## Exercise description
Please write a continuation of the passage below on planar hypercoordinate silicon, starting right after its last sentence.

-- START OF Source passage --

As another group-14 element, silicon (Si) has distinct bonding characters from those of carbon. For instance, Si tends to utilize all three of its 3p orbitals to adopt the tetrahedral sp^{3} hybridization, whereas the planar hybridization of silicon is rather rare in nature. Extensive studies of planar hypercoordinate carbon have also motivated scientists to explore molecules with planar hypercoordinate silicon, especially considering that the planar tetracoordination is fundamentally easier to realize with silicon than with carbon.^{19} In 1979 Schleyer et al. predicted theoretically the first molecule containing a planar tetracoordinate silicon (ptSi) center, i.e. orthosilicic acid ester.^{20} Afterwards, many ptSi-containing molecules were designed computationally, such as tetraazafenestrane^{21} and Si(CO)_{4}.^{22} However, none of these molecules have been realized experimentally. The breakthrough occurred in 2000; Boldyrev et al.^{23} detected the first ptSi-containing molecule SiAl_{4}^{−} by a joint experimental and theoretical study. In 2004, Li et al.^{24} proposed a scheme to incorporate ptSi, planar pentacoordinate silicon (ppSi) and hexacoordinate silicon (phSi) in C_{2v}-B_{n}E_{2}Si (E = CH, BH, or Si; n = 2–5). Islas et al.^{25} designed several planar hypercoordinate silicon species by enclosing Si atoms in boron wheels. These studies significantly enriched the family of planar hypercoordinate silicon moieties. However, at present there are few studies focusing on planar hypercoordinate silicon, and global minimum structures with planar hypercoordinate silicon are rather rare.

-- END OF Source passage --
-- START OF Given data --

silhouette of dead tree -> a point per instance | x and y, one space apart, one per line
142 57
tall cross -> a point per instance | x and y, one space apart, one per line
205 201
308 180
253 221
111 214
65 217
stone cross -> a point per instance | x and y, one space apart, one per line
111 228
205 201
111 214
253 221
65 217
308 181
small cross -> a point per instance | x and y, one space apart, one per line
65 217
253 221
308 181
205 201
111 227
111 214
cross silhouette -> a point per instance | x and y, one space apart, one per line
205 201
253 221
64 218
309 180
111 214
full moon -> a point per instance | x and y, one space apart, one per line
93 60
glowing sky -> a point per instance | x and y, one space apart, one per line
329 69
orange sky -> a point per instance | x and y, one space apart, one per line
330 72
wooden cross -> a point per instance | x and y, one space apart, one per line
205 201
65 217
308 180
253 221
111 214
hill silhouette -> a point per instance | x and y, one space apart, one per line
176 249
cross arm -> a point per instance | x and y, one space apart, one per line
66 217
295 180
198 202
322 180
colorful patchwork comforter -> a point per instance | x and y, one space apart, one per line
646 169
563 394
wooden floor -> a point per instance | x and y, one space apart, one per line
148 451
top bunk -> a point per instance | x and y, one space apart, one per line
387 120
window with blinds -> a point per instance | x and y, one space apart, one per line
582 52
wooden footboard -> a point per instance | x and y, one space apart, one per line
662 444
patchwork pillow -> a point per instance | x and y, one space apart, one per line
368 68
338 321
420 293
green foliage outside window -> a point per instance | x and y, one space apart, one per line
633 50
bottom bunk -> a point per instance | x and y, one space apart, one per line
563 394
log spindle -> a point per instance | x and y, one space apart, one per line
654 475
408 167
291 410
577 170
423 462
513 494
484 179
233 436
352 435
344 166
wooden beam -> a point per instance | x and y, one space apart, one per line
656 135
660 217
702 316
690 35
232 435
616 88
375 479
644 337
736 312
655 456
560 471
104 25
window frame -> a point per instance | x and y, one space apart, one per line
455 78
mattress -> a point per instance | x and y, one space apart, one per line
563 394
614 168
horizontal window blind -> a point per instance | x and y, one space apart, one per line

-- END OF Given data --

## The output
It is known that the properties of a material are mainly determined by its structure, and the unique geometric structures usually lead to exotic physicochemical properties. Therefore, it is desirable to extend the bonding arrangements of planar hypercoordinate carbon and silicon into periodic solids and nanostructures, which would bring some unique structures and peculiar potentials for a wide range of applications. The past decade has witnessed the rapid development of this field.^{26–28} In particular, stimulated by the isolation of graphene and two dimensional (2D) inorganic materials, there has been growing interest in the design of 2D materials containing planar hypercoordinate carbon or silicon, e.g. ptC-containing B_{2}C,^{29} TiC,^{30} and Al_{2}C monolayers,^{31,32} ppC-containing Be_{5}C_{2} monolayers,^{33} phC-containing Be_{2}C monolayers,^{34} and ptSi-containing SiC_{2} monolayers.^{35} The novel geometric structures endow these 2D materials with many intriguing properties. For example, Wang et al.^{33} demonstrated that a Be_{5}C_{2} monolayer is semimetallic and has an unusually negative Poisson's ratio in the in-plane direction; thus it is appealing for specific applications in electronics and mechanics. The 2D Cu_{2}Si monolayer with phSi bonding was theoretically predicted by Yang et al. in 2015,^{36} and was just synthesized by Feng et al.^{37} Besides the unique bonding, Cu_{2}Si presents intriguing Dirac nodal line fermions, which open new avenues to realize high-speed low-dissipation devices.^{37} Nevertheless, to the best of our knowledge, there is no attempt at designing nanostructures with ppSi, which may be due to the difficulty in finding a suitable type of ligand to electronically or mechanically fit the ppSi in periodic systems.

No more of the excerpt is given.